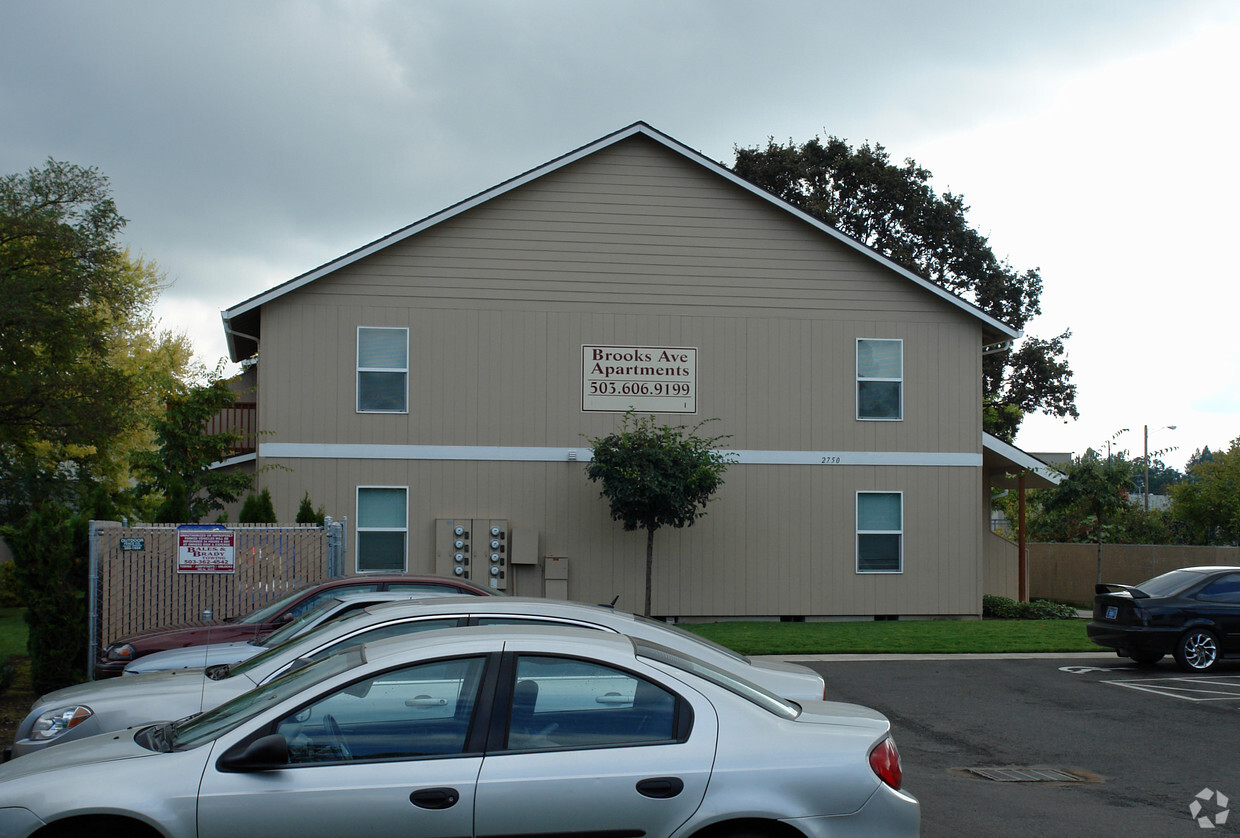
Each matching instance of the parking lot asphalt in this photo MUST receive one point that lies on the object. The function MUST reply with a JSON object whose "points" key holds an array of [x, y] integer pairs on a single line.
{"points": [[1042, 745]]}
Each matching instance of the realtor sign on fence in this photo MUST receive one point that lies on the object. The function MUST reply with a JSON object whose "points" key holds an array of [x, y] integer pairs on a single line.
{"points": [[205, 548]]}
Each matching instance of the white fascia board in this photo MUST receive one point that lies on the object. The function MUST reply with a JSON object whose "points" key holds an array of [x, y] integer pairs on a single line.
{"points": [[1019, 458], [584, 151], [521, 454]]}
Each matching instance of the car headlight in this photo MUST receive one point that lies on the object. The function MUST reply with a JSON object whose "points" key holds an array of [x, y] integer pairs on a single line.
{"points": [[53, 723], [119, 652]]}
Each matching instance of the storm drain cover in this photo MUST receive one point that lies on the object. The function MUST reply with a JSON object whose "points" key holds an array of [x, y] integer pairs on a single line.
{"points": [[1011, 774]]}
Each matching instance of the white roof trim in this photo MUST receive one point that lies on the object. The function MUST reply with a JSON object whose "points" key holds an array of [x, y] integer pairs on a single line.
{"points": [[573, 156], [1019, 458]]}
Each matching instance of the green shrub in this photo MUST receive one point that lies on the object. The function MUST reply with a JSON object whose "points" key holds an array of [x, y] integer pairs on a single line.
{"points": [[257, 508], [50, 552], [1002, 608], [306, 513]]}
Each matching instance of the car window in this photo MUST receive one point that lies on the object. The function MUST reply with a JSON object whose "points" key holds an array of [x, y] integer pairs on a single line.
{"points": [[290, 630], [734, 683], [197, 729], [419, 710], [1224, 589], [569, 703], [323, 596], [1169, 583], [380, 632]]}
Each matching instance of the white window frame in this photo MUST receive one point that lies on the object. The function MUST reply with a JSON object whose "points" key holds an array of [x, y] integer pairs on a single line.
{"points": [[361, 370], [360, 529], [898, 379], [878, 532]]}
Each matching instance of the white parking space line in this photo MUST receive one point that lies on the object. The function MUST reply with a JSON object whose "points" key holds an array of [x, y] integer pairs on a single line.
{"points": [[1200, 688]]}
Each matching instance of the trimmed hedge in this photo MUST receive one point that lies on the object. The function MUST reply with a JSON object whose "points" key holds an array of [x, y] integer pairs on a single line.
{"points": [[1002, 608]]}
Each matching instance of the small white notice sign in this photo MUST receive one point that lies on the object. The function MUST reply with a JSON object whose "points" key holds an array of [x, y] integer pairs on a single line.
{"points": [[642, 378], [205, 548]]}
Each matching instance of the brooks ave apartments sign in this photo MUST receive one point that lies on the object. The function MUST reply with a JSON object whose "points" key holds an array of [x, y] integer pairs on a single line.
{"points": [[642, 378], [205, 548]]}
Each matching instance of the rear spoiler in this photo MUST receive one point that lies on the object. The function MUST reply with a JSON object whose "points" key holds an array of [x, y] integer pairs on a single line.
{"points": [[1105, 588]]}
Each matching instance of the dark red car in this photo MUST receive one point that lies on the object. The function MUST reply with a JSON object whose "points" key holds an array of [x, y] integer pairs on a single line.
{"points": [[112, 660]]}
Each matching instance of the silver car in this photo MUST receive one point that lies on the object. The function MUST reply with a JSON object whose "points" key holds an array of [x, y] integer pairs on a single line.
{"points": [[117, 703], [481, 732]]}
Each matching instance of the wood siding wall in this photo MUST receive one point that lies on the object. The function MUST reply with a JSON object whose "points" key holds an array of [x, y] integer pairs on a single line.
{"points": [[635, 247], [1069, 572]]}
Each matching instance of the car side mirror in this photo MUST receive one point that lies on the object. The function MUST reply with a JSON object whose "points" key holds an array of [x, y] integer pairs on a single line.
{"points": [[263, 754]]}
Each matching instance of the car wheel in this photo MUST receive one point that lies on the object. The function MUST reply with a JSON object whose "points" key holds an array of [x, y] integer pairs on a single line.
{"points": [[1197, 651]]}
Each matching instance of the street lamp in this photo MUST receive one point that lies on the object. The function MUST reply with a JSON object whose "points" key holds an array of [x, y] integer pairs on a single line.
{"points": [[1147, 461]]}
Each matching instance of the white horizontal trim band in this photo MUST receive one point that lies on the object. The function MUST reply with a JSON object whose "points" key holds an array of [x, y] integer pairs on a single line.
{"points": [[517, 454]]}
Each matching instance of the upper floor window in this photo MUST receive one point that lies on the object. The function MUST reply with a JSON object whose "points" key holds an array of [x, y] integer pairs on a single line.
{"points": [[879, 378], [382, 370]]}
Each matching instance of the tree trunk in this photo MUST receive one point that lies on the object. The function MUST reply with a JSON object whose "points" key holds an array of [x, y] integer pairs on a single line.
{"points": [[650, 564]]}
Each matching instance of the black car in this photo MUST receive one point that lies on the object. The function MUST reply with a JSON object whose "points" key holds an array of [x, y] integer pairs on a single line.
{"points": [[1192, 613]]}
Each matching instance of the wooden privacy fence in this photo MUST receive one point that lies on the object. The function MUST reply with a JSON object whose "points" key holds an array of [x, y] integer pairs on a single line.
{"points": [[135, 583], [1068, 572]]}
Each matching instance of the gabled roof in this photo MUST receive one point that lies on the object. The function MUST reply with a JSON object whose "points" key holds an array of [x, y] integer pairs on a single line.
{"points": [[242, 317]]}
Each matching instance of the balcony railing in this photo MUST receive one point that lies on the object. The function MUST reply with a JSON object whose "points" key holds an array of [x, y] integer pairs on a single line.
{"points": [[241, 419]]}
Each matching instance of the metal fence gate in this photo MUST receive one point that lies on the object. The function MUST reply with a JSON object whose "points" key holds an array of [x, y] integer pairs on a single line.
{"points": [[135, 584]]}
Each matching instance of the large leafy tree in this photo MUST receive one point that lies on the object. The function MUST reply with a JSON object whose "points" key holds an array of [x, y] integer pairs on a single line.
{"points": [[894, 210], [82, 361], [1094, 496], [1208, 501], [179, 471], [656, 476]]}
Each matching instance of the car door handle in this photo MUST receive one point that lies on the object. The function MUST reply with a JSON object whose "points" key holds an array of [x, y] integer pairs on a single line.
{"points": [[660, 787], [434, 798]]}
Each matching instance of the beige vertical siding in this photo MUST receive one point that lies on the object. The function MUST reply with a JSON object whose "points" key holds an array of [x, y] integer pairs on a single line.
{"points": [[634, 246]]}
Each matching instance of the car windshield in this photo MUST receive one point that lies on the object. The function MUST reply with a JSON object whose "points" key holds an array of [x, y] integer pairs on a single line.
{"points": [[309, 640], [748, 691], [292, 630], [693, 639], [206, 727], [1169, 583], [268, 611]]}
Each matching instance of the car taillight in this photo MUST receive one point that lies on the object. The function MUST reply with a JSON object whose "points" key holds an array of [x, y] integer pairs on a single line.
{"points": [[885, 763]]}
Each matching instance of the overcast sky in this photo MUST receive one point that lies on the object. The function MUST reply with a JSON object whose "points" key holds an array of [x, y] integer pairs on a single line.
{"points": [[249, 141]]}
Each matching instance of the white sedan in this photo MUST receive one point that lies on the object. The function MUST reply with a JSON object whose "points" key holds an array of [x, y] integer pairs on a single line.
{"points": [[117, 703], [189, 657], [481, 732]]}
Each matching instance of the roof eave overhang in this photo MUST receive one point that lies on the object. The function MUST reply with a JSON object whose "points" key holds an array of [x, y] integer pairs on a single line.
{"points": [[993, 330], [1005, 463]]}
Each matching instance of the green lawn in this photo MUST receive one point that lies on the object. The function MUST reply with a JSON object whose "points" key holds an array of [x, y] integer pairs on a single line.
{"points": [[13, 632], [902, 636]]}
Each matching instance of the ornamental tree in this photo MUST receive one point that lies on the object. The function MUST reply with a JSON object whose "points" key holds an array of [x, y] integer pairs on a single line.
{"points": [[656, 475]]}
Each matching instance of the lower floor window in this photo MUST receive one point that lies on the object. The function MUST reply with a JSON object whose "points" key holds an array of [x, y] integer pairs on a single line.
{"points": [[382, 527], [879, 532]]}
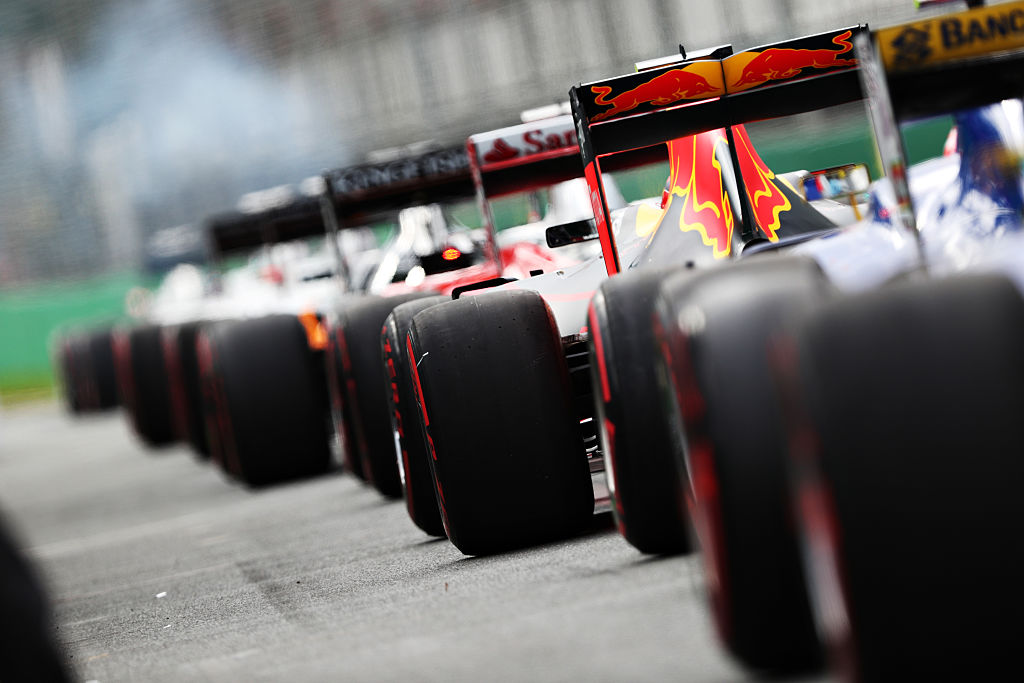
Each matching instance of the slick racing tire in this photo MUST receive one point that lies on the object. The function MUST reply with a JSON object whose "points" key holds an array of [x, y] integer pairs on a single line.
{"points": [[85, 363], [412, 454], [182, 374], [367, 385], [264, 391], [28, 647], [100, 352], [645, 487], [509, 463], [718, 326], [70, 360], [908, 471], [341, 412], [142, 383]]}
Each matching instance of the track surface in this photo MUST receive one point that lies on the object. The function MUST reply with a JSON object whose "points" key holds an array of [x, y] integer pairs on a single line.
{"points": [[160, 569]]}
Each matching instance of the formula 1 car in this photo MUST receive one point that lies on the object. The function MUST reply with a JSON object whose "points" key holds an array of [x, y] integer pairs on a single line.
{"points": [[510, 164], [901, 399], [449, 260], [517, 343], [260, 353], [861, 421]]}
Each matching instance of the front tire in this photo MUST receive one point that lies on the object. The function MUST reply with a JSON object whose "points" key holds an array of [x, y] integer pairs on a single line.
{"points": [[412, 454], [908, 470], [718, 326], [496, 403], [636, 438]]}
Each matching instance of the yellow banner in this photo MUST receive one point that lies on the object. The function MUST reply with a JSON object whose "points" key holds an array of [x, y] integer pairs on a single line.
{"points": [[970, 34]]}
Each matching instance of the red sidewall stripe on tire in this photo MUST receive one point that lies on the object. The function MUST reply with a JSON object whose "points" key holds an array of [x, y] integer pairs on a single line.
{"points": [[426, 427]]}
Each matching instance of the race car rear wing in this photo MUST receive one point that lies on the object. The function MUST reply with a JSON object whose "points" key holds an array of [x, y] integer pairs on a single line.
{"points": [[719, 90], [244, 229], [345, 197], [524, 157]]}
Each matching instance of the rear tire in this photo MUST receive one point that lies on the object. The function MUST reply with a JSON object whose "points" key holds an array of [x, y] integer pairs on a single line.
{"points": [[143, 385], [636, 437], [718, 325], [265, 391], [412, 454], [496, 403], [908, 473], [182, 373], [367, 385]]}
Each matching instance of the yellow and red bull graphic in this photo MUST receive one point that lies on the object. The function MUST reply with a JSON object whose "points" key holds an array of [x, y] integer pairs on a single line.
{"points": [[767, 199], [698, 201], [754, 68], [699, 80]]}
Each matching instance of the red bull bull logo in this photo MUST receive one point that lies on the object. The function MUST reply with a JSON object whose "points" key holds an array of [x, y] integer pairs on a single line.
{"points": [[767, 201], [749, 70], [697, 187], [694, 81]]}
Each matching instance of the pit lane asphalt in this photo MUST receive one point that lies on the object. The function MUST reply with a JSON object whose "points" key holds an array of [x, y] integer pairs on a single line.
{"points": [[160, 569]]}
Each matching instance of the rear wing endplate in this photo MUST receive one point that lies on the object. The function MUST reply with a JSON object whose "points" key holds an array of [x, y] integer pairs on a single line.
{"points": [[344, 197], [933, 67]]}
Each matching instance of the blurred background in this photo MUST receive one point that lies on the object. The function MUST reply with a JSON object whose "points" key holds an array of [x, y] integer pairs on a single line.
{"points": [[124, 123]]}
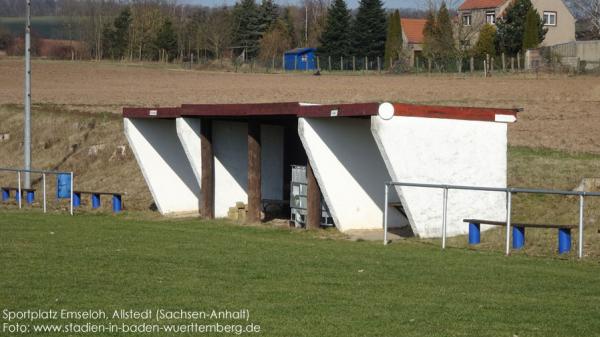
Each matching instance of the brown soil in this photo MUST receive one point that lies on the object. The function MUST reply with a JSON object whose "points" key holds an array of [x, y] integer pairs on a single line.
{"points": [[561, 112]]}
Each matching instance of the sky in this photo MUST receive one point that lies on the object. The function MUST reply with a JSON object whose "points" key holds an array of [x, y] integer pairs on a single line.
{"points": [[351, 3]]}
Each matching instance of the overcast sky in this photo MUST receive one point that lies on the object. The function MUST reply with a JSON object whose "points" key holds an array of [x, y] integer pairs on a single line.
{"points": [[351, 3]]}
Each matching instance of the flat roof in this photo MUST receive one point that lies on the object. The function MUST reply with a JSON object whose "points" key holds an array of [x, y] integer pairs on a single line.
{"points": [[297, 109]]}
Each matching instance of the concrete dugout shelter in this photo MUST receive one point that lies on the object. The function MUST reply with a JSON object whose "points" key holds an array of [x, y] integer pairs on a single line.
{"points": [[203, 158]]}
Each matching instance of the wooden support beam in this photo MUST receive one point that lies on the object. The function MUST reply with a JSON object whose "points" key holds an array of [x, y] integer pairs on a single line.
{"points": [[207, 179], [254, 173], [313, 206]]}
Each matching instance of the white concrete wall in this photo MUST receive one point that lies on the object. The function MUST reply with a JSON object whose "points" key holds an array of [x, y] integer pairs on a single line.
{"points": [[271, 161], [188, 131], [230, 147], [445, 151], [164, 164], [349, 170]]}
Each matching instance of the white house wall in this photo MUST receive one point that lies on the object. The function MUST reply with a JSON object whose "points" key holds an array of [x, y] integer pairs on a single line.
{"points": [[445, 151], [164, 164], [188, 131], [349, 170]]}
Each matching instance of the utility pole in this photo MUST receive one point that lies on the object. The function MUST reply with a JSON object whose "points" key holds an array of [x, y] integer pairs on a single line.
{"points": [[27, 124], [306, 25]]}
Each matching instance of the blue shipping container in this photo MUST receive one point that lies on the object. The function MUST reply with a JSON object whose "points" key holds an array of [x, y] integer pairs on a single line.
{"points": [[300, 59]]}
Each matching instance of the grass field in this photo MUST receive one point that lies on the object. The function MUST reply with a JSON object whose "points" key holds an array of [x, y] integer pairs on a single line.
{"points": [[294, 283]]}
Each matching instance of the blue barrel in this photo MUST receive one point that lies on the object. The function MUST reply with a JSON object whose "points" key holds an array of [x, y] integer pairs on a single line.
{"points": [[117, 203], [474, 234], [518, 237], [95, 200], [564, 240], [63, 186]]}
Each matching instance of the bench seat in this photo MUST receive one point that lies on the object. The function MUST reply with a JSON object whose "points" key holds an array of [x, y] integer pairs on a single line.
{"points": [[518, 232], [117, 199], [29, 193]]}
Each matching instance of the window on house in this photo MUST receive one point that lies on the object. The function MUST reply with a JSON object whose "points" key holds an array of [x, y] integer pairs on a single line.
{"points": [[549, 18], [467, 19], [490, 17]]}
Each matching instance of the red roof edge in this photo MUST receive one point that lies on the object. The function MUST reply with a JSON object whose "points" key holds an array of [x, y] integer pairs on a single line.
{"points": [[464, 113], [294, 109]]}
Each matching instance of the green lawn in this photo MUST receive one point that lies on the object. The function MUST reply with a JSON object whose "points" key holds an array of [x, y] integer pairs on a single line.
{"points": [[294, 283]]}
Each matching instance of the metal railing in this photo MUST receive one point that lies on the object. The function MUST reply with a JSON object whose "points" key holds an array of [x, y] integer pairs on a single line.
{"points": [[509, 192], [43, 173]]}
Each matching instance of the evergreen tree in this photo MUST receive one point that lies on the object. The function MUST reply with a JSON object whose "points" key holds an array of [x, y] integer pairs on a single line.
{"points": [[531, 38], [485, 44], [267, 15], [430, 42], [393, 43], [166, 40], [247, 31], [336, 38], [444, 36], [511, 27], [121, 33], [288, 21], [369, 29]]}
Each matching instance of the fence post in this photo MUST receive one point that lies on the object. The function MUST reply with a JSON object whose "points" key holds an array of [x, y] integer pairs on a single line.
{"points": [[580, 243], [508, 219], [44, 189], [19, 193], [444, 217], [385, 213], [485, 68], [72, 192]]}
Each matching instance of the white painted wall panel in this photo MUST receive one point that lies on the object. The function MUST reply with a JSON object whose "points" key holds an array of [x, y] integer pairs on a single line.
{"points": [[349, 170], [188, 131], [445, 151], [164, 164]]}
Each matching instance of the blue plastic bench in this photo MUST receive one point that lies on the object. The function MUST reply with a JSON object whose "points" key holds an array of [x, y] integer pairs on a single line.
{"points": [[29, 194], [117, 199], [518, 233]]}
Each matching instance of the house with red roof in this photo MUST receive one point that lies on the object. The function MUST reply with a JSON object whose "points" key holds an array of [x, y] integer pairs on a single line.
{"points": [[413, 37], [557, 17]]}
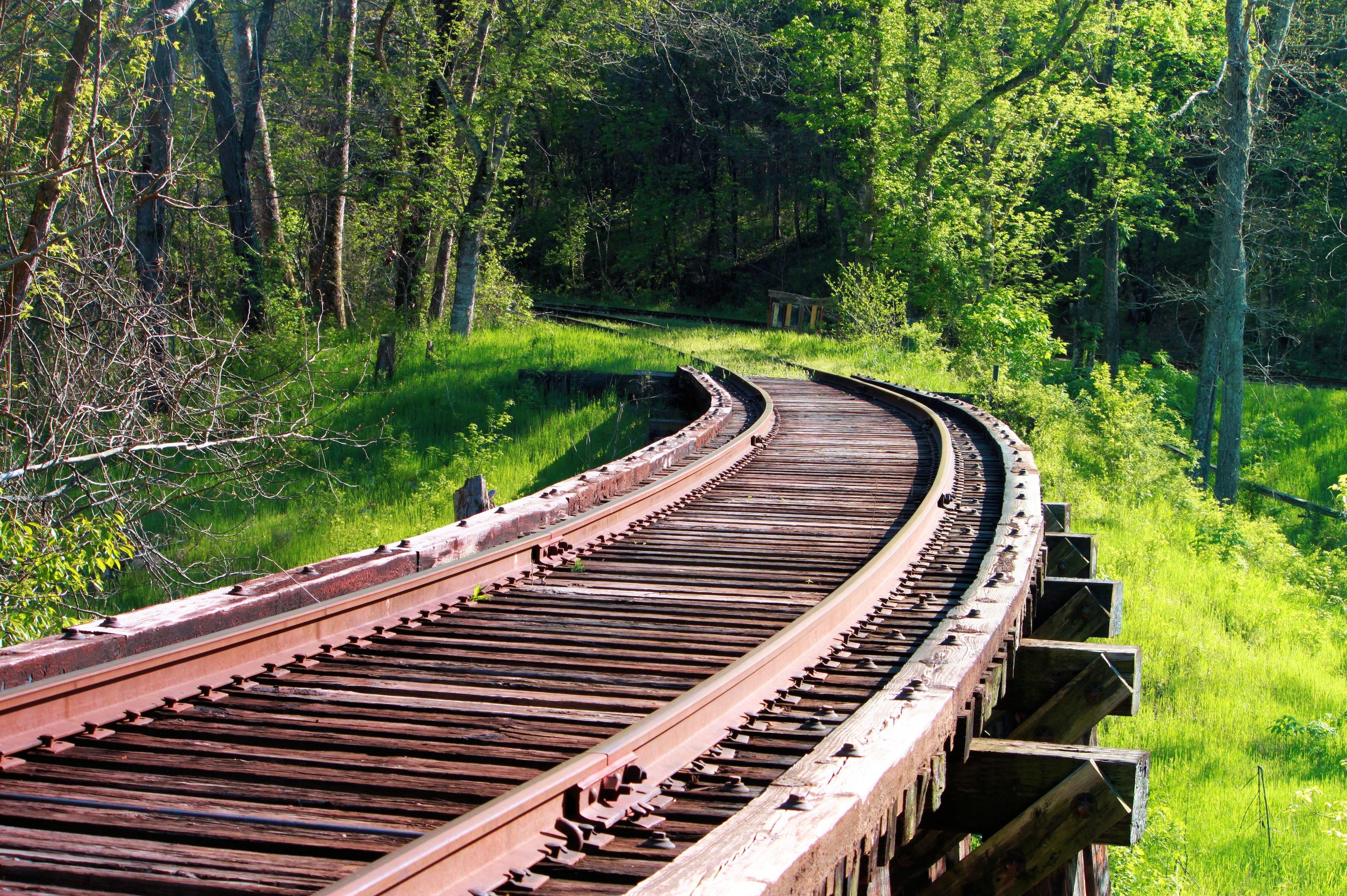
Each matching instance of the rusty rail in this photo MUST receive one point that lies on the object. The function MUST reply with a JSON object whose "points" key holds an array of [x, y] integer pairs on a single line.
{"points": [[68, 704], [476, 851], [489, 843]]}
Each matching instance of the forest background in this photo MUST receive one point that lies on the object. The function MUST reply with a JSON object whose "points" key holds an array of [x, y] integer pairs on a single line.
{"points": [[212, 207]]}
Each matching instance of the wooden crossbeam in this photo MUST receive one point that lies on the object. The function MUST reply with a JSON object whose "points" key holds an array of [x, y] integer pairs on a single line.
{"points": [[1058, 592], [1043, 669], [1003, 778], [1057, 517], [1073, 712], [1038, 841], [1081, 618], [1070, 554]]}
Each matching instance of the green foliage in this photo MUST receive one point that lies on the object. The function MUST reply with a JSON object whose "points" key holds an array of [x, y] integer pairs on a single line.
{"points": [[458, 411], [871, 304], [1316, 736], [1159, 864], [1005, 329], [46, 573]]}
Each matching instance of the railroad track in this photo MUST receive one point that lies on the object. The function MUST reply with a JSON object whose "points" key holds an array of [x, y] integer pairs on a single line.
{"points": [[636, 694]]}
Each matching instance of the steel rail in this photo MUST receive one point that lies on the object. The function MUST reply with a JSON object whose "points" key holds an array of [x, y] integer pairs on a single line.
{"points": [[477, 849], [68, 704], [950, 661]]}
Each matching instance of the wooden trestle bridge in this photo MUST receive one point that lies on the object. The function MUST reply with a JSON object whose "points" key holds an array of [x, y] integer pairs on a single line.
- - - - -
• _Your assignment_
Using the records above, please repeat the line with "Each matching instance of the railroad" and every line after it exactly, and give no other text.

• _Finished task_
Each matching instance of the railroad track in this photo MUST receive one point that lies on the object. The function MUST reply with a JSON object whose "points" key holds an array of [x, y] integer pairs on a single line.
{"points": [[636, 694]]}
Each matching instance of the steel rail in this photo MUST receive one point that lies on the object. The function MUST reply with a JSON object whose "points" key holds an array of [x, y] integer pairs on a single line.
{"points": [[477, 849], [68, 704], [950, 661]]}
Each matching instance of the wooden trestle bridge in this photo MUST receive one point that lies on the object. The function MUST reply with a JSON object whose "points" key holds an array of [x, y] integer pairs on a single line.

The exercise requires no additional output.